[start of Source data]

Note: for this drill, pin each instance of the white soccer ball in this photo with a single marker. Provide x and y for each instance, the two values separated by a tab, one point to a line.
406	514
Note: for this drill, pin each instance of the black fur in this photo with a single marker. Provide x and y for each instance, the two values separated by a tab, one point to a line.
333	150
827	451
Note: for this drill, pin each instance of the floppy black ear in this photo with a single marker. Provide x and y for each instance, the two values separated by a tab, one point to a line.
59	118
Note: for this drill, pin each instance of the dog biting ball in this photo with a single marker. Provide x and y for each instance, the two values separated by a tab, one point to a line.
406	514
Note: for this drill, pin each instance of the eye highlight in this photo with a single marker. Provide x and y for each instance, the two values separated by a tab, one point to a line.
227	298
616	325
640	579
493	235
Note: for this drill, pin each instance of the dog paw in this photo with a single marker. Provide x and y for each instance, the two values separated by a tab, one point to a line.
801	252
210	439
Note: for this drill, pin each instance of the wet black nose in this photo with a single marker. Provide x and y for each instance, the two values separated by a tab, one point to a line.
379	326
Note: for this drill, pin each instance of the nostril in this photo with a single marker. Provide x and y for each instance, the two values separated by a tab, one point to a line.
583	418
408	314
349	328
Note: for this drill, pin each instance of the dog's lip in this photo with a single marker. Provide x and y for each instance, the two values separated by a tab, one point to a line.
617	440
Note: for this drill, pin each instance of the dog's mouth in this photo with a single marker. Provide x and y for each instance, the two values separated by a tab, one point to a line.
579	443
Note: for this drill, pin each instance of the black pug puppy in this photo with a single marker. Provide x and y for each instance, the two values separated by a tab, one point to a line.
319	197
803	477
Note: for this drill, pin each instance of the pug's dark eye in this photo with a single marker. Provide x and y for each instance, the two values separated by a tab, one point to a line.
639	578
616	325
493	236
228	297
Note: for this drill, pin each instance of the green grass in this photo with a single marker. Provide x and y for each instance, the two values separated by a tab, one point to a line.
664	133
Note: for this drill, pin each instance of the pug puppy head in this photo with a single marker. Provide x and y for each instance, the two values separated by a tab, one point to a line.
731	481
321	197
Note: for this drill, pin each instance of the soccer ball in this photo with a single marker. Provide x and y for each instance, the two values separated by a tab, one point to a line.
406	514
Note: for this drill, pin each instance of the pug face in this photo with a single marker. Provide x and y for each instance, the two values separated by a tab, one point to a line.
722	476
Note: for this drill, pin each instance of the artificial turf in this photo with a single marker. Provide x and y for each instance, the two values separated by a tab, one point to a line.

[end of Source data]

- What is being asked
Write out all of the rows above again, switching each "marker" to "dot" and leaving everything else unchanged.

- Finished answer
Note: for this drill, pin each instance of the white soccer ball in this photo with a single dot. Provide x and y for each instance, the two values separated by a tab, one point to a line.
406	514
Note: for this drill, pin each instance of the black fur in this photo with a single dot. Provide x and y for each instance, the two values separated by a tab, one point to a line.
333	150
827	451
Note: for this drill, pin each instance of the floppy black ear in this photo with a single dot. Provide x and y for each instance, the two values separated by a tab, one point to a line.
59	118
Note: for this drill, pin each instance of the dog biting ball in this photo with a single dot. Provide x and y for each instance, the two values separated by a tab, one point to a line.
406	514
Note: for this drill, pin each instance of the eye highlight in this photo with a single dot. Provide x and y for each instance, the two values separated by a tab, one point to a line.
227	298
616	325
640	579
493	235
Note: for this drill, pin each instance of the dog paw in this photo with a single dot. Provide x and y for each instance, the two values separated by a tab, one point to a line.
801	252
210	439
Note: for this drill, pin each instance of the wet black nose in this photo with a single dot. Provide x and y for each instance, the two values separated by a tab, one point to a line.
379	326
Note: for this drill, pin each instance of the nostril in this photo with a single dot. Provide x and y for each instance, the two values separated by a tab, one point to a line.
583	418
408	314
349	328
Note: for this drill, pin each instance of the dog's lip in this photo with a single dot. Provide x and y for each instance, the two values separated by a tab, one point to a line.
617	440
Note: for this drill, pin each instance of the dog's mouth in this photo with a single dot. Provide x and y for each instance, the two values separated by a tab, one point to a line.
579	443
Note: for this drill, pin each instance of the black pug puppy in this photo with a single dot. Provide x and y for each instance, the two values separated by a tab, one point to a line.
319	197
803	477
Note: for this drill, pin each instance of the pug's dark eye in this photo with a single dot. Provide x and y for each instance, the two values separated by a tab, one point to a line.
639	578
616	325
493	236
228	297
Note: for this drill, pin each instance of the green grass in this photo with a single dot. Provide x and y for each instance, the two values separated by a tab, one point to a line.
664	133
Note: for this drill, pin each instance of the pug puppy head in this photo with a single dot. Provide x and y for each instance, the two values separated by a tab, one point to a line.
731	481
321	197
Note: for this drill, pin each instance of the soccer ball in this photo with a single dot. Provide x and y for each instance, the two values separated by a tab, one point to a line.
406	514
Note: for this drill, pin each instance of the pug face in this photo with a single dot. Provide x and y for each instance, the two values separated by a tab, one point to a line.
722	476
Note: for this drill, pin each instance of the artificial turf in this photo with a single dot. Provide x and y for each instance, the two values separated by a tab, one point to a line.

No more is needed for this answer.